*Instructions for the task*. Count the lines of the material below that contain the string "target". Give only the number.

(Region outline entries)
[BEGIN]
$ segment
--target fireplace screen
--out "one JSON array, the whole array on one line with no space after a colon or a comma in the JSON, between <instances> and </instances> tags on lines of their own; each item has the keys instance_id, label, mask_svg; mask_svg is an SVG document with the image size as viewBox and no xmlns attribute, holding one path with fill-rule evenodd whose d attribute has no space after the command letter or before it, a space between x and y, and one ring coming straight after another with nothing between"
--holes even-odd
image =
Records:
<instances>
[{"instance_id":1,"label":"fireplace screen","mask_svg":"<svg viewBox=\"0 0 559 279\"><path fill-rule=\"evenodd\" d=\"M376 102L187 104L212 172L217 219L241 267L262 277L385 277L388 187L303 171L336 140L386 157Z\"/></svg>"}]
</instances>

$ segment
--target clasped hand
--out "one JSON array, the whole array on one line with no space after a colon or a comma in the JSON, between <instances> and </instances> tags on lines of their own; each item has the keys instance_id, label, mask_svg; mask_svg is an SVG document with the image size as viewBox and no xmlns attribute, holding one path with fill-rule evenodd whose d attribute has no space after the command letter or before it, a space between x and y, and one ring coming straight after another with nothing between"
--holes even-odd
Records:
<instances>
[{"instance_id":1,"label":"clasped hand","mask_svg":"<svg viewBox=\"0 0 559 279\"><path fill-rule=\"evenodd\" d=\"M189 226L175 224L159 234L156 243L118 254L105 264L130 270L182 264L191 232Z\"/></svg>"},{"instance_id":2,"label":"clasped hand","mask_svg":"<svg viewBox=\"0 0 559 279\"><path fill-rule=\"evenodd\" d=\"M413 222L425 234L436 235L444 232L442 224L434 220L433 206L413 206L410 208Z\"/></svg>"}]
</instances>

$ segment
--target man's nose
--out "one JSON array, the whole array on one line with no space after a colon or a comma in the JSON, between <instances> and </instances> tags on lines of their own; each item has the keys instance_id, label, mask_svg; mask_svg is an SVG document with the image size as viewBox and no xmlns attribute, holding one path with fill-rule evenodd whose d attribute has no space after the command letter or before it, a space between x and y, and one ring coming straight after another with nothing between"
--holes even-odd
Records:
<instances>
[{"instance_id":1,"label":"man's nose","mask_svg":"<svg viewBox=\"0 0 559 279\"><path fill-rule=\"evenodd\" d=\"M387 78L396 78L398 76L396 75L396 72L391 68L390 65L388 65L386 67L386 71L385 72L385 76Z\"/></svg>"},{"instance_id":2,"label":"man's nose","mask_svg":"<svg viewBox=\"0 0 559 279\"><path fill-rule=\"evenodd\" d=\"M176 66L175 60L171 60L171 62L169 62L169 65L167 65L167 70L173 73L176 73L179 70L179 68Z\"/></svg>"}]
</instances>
[END]
*Exercise solution*. 3